[[ TASK INPUT, beginning ]]

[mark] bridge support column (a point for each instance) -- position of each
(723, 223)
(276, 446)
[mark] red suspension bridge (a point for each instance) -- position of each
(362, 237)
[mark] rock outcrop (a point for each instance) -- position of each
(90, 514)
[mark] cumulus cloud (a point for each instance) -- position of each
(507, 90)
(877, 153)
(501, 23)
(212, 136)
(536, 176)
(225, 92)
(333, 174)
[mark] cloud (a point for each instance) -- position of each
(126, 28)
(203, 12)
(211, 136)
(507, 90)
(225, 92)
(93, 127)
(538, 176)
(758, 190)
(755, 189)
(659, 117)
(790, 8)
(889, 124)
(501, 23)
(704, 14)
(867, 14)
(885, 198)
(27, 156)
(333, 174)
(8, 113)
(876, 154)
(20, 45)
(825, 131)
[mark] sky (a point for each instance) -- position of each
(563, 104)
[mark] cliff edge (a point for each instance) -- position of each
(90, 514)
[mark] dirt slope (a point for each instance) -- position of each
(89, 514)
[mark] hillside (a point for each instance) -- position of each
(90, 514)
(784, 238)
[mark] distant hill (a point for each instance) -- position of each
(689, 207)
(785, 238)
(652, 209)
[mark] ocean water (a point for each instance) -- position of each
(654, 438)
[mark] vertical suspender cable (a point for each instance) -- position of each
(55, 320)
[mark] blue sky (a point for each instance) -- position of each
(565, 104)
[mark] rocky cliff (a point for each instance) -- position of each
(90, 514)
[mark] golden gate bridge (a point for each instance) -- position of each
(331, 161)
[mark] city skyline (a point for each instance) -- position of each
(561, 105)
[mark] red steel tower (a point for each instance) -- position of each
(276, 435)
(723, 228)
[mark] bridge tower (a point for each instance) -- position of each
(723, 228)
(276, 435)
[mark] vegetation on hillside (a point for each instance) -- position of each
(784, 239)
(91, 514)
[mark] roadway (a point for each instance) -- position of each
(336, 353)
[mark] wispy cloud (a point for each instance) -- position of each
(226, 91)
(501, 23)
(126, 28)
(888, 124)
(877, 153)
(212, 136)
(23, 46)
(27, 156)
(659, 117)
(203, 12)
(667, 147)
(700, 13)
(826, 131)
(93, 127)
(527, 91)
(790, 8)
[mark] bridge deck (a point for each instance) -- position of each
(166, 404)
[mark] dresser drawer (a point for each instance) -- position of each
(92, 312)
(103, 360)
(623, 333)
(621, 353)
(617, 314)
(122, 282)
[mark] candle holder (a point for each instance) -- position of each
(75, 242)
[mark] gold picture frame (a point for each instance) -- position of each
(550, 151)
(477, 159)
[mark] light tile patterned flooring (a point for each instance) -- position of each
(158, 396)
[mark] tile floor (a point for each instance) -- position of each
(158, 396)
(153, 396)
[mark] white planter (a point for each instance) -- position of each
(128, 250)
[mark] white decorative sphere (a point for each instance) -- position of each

[[ TASK INPUT, end ]]

● **DIRECTIONS FOR THIS TASK**
Give back the entire listing verbatim.

● **SOLUTION TO THIS TASK**
[mark] bridge support column (a point for each instance) -- position of each
(723, 223)
(276, 446)
[mark] red suspension bridge (a point for each instance) -- position of each
(362, 237)
[mark] rock outcrop (a point for each instance) -- position of each
(90, 514)
[mark] cumulus cloud (a point for each instance) -- position of each
(507, 90)
(877, 153)
(501, 23)
(212, 136)
(536, 176)
(225, 92)
(333, 174)
[mark] cloud (a point for each instance) -- position of each
(126, 28)
(203, 12)
(211, 136)
(507, 90)
(225, 92)
(93, 127)
(538, 176)
(758, 190)
(755, 189)
(659, 117)
(790, 8)
(889, 124)
(501, 23)
(704, 14)
(867, 14)
(885, 198)
(27, 156)
(333, 174)
(8, 113)
(876, 154)
(20, 45)
(825, 131)
[mark] sky (a point for each instance) -- position of each
(563, 104)
[mark] cliff edge (a point for each instance) -- position of each
(90, 514)
[mark] dirt slope (a point for each instance) -- position of each
(89, 514)
[mark] hillside (a point for each instance) -- position of each
(90, 514)
(784, 238)
[mark] distant hill (a point for each instance) -- position of each
(689, 207)
(785, 238)
(652, 209)
[mark] ocean water (a point for each instance) -- position of each
(654, 438)
[mark] vertical suspender cable (a point for each instance) -- position of each
(55, 320)
[mark] blue sky (a point for each instance) -- position of each
(565, 104)
[mark] rocky cliff (a point for each instance) -- position of each
(90, 514)
[mark] golden gate bridge (a point for each instance) -- position of each
(331, 161)
[mark] city skyline (a point for each instance) -- position of each
(561, 105)
[mark] red steel tower (a point for each instance) -- position of each
(276, 435)
(723, 228)
[mark] bridge tower (a point for each instance) -- position of each
(723, 228)
(276, 435)
[mark] vegetation on hillside (a point for each instance) -- position of each
(784, 239)
(91, 514)
[mark] roadway (a point for each instance) -- position of each
(336, 353)
[mark] wispy cloud (a point for each instance) -- position of each
(226, 91)
(501, 23)
(126, 28)
(888, 124)
(877, 153)
(212, 136)
(23, 46)
(27, 156)
(659, 117)
(203, 12)
(667, 147)
(700, 13)
(826, 131)
(93, 127)
(527, 91)
(790, 8)
[mark] bridge deck (a point for each instance) -- position of each
(166, 404)
[mark] dresser drawer (a point for each instance) -- position of each
(92, 312)
(103, 360)
(623, 333)
(621, 353)
(617, 314)
(122, 282)
[mark] candle holder (a point for each instance) -- position of each
(75, 242)
[mark] gold picture frame (a point for each instance) -- position of each
(550, 151)
(477, 159)
[mark] light tile patterned flooring (a point for each instance) -- position of each
(158, 396)
[mark] tile floor (a point for each instance) -- position of each
(158, 396)
(153, 396)
[mark] white planter (a point for each instance) -- position of each
(128, 250)
[mark] white decorative sphere (a point for each instance) -- position of each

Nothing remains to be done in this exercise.